(Excerpts of pointing data)

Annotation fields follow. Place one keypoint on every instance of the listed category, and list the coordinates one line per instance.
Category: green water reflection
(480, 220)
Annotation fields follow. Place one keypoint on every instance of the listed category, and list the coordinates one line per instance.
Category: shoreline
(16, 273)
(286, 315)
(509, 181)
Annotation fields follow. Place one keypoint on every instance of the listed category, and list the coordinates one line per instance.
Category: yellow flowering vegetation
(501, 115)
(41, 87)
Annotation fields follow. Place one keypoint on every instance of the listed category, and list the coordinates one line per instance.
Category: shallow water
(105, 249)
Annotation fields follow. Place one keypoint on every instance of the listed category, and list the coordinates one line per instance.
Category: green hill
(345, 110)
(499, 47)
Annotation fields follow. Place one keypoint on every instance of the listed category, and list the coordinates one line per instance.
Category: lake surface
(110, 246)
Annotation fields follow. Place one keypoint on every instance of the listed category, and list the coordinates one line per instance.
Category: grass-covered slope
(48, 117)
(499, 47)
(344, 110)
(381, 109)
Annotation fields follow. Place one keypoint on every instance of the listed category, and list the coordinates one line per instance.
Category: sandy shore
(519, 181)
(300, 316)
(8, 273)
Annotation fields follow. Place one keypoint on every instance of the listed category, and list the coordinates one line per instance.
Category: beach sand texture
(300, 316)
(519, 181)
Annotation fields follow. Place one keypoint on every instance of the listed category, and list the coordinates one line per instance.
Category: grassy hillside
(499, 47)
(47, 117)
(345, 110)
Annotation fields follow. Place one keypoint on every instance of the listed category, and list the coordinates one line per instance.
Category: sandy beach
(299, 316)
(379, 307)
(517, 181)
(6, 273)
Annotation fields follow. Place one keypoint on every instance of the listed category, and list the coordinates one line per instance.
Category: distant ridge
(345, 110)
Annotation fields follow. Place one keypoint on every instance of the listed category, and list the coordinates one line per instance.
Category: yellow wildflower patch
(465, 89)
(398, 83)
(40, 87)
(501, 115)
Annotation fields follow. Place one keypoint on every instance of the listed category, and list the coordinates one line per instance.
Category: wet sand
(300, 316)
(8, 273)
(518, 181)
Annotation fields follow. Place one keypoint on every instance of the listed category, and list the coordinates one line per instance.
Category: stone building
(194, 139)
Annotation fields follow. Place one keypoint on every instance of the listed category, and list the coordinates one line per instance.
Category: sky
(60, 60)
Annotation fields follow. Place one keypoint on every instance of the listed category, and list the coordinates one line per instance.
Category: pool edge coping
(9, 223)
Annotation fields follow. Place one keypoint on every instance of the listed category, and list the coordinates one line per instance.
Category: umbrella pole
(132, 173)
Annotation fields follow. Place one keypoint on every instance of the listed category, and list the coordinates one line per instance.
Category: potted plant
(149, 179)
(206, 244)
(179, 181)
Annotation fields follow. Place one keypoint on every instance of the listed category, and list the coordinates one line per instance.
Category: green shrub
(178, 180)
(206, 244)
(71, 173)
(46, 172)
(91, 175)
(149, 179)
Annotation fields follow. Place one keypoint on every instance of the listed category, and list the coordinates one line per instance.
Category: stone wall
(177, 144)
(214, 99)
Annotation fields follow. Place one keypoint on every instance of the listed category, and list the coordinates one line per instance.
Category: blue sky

> _WHAT YOU ARE ASKED TO DO_: Your task is to return the full listing exactly as it was given.

> _WORKED ANSWER_:
Annotation fields follow. Place one keypoint on every instance of the listed category, and list the coordinates one line per instance.
Category: green water reflection
(480, 220)
Annotation fields follow. Place one keypoint on every instance of the listed category, and list the coordinates one line per instance.
Category: shoreline
(16, 273)
(286, 315)
(509, 181)
Annotation fields follow. Place one keypoint on every instance of the listed category, and list the coordinates one line per instance.
Category: yellow flowering vegetation
(501, 115)
(41, 87)
Annotation fields follow. Place one keypoint on every instance of the listed category, and list the coordinates one line per instance.
Category: shallow water
(105, 249)
Annotation fields follow. Place one keypoint on every instance of the listed category, and list the coordinates one line per instance.
Category: green hill
(345, 110)
(499, 47)
Annotation fields follow. Place one keypoint on every instance of the listed category, and list the coordinates one line per instance.
Category: lake surface
(110, 246)
Annotation fields follow. Place one keypoint on every instance of the listed category, and list the coordinates one line per instance.
Category: grass-covered slope
(48, 117)
(499, 47)
(344, 110)
(381, 109)
Annotation fields follow. Place one keypoint on every instance of the listed category, and list the coordinates one line per instance.
Category: sandy shore
(519, 181)
(300, 316)
(8, 273)
Annotation fields follow. Place one keypoint on every instance of the listed category, and list the coordinates one line per instance.
Category: beach sand texture
(300, 316)
(519, 181)
Annotation fields follow. Place one keypoint on every instance of the listed category, and list the coordinates one line per instance.
Category: grassy hillside
(499, 47)
(47, 117)
(345, 110)
Annotation fields follow. Place one keypoint on every instance of the listed category, and list the coordinates one line per instance.
Category: sandy beach
(299, 316)
(379, 307)
(517, 181)
(6, 273)
Annotation fields follow. Place one keypoint on every instance of the listed category, and list the coordinates one line per instance.
Category: distant ridge
(345, 110)
Annotation fields follow. Place one keypoint on every instance of the listed category, and list the coordinates one line per instance.
Category: yellow wildflower patch
(465, 89)
(398, 83)
(40, 87)
(501, 115)
Annotation fields follow. Place one keypoint on every instance of the listed category, and list the coordinates one line per instance.
Category: wet sand
(300, 316)
(8, 273)
(518, 181)
Annotation fields follow. Place one keypoint on every instance of the listed category, and list the coordinates one line per instance.
Category: stone building
(194, 139)
Annotation fields follow. Place one keypoint on every instance of the listed category, and list the coordinates one line per instance.
Category: sky
(60, 60)
Annotation fields follow. Place one keypoint on every instance of the listed category, and list the coordinates one line per instance.
Category: pool edge coping
(9, 223)
Annotation fields follow. Place one keypoint on every instance of the listed category, and list the coordinates one line per instance.
Category: umbrella pole
(132, 173)
Annotation fields follow. Place one keypoint on every instance of the listed category, and list the coordinates one line per instance.
Category: potted plant
(149, 179)
(206, 244)
(179, 181)
Annotation fields follow. Place one keypoint on every instance of the listed category, and list the coordinates one line per instance.
Category: green shrub
(178, 180)
(206, 244)
(71, 173)
(46, 172)
(91, 175)
(149, 179)
Annotation fields follow. Place one keypoint on every instance of the listed category, and list the coordinates one line per instance.
Category: stone wall
(177, 144)
(214, 99)
Annotation fields follow. Place one keypoint on every instance of the listed category, and list the coordinates one line per instance.
Category: blue sky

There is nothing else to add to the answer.